> **WORK TO COMPLETE**
Beneath this task are records; print exactly the stretch of them from the line with "box: [0, 286, 67, 348]" through the line with "291L2 320V347L32 339L52", both ends included.
╭──
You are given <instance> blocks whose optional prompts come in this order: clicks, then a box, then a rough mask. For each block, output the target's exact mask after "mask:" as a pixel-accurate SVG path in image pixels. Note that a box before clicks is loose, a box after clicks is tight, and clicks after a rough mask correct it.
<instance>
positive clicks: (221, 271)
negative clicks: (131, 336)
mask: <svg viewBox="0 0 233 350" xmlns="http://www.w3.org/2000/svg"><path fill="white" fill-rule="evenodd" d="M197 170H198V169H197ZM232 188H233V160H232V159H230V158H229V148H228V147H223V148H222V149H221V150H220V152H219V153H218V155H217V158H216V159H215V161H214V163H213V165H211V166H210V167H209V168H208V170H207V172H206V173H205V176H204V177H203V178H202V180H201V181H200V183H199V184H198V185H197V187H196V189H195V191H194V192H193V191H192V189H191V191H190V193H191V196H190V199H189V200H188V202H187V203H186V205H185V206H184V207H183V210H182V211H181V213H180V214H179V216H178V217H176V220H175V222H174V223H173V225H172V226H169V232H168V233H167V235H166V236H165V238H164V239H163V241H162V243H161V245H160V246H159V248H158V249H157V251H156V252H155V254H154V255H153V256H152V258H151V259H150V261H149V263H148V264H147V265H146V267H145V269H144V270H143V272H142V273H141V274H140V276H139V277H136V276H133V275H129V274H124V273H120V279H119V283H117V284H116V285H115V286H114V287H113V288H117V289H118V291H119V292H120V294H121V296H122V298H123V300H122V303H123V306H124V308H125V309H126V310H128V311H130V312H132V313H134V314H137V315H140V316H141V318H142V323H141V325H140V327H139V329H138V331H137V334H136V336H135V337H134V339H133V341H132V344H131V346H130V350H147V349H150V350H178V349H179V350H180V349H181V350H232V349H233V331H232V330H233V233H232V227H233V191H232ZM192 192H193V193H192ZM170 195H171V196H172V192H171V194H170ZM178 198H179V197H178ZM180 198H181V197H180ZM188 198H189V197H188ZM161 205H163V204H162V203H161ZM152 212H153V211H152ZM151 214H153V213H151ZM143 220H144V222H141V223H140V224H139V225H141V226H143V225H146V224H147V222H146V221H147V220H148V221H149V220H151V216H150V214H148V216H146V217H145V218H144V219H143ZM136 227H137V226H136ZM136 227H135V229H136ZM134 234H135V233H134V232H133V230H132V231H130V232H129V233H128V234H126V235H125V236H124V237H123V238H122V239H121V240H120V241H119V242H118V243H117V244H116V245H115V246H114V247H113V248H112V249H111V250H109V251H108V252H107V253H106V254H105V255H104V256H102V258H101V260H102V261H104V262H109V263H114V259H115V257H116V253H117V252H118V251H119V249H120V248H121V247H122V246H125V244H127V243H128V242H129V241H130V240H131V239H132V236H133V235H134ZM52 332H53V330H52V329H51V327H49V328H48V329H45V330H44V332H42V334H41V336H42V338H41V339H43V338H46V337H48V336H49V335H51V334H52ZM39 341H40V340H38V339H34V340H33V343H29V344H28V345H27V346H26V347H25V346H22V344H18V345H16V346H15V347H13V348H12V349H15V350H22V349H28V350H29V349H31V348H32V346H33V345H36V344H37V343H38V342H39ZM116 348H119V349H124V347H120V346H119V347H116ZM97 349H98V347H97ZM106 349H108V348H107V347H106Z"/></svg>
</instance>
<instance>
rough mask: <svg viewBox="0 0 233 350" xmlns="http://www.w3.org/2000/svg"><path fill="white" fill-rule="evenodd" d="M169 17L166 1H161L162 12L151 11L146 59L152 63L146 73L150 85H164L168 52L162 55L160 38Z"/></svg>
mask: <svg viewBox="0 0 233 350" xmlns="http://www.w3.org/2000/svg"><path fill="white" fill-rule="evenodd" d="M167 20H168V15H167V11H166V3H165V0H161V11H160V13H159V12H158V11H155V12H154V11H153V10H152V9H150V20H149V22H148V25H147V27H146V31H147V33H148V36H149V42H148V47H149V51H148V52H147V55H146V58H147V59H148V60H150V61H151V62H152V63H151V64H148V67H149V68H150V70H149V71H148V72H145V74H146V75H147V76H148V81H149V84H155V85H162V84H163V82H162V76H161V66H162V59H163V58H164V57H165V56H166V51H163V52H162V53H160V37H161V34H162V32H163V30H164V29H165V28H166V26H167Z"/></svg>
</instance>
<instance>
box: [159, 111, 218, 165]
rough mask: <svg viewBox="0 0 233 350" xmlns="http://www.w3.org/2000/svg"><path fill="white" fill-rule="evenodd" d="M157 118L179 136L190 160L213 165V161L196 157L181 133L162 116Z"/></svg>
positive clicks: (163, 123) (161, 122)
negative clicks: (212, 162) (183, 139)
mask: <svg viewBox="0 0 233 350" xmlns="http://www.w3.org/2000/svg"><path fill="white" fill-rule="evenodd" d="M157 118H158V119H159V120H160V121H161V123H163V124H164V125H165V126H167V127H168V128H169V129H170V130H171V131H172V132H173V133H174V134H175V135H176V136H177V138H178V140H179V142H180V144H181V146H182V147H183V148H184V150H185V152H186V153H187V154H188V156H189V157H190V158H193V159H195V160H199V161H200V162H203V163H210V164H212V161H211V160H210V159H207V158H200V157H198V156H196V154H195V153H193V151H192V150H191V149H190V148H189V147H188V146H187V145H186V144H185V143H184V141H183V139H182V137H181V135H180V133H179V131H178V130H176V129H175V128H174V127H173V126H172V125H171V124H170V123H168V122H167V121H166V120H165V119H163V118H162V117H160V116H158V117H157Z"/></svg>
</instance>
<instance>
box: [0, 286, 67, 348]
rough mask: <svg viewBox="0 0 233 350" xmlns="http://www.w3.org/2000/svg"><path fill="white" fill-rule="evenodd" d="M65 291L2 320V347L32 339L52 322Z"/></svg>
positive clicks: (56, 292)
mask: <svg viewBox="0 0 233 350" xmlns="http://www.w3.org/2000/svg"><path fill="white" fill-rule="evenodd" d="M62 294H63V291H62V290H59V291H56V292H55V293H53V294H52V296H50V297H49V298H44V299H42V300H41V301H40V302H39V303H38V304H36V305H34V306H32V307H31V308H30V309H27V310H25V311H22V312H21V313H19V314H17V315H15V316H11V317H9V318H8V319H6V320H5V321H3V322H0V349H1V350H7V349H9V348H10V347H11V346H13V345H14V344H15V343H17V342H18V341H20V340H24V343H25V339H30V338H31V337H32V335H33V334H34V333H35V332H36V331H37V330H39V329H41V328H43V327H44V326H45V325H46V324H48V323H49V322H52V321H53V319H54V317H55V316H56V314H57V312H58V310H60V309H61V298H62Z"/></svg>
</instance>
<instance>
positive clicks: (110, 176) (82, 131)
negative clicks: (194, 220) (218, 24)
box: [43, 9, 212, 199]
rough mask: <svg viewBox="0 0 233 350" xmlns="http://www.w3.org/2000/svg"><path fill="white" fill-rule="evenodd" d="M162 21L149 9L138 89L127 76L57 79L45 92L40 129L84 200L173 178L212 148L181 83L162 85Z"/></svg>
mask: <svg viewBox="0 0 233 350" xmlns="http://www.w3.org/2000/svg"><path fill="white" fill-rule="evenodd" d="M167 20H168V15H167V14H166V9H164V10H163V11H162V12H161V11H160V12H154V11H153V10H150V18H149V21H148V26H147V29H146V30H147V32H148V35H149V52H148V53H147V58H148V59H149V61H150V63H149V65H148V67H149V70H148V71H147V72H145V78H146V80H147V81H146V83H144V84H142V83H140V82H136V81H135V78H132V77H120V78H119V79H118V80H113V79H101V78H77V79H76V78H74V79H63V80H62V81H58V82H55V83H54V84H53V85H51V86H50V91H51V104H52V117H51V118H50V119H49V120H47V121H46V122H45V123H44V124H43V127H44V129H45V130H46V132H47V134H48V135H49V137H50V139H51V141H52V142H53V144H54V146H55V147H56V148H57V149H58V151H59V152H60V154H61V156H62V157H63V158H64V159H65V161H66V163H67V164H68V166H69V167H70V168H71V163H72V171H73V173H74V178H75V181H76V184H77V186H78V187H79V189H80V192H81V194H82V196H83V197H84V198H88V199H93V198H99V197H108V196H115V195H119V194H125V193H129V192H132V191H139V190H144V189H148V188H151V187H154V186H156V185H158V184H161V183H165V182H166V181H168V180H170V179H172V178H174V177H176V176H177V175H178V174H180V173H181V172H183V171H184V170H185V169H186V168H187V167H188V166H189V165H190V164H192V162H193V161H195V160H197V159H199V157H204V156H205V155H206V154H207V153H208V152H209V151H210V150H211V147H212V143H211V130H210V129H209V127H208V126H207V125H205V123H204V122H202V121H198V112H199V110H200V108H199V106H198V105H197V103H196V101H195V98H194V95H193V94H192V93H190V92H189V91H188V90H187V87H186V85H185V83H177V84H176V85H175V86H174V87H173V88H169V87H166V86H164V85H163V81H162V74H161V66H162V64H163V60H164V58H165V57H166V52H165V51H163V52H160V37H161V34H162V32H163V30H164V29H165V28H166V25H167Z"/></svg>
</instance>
╰──
> **EXPECTED ANSWER**
box: [0, 286, 67, 348]
rough mask: <svg viewBox="0 0 233 350" xmlns="http://www.w3.org/2000/svg"><path fill="white" fill-rule="evenodd" d="M65 291L2 320V347L32 339L52 322Z"/></svg>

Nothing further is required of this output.